> _DIRECTIONS_: Each line from the one containing "Paths use the evenodd fill rule." through the end of the records below must be repeated exactly, and no other line.

[Items from a dataset]
------------

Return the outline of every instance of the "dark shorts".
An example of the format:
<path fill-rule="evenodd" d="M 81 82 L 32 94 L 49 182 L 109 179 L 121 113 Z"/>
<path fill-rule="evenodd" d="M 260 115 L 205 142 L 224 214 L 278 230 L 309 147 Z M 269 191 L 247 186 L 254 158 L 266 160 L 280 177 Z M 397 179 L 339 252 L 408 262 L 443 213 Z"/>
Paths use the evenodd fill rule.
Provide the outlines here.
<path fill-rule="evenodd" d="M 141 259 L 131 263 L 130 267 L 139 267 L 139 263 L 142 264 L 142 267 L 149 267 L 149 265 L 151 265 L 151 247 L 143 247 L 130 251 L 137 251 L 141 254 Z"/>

------------

> _EXERCISE RESULT_:
Paths use the evenodd fill rule.
Provide the outlines here.
<path fill-rule="evenodd" d="M 141 259 L 131 263 L 130 267 L 139 267 L 139 263 L 142 264 L 142 267 L 149 267 L 149 265 L 151 265 L 151 247 L 143 247 L 130 251 L 137 251 L 141 254 Z"/>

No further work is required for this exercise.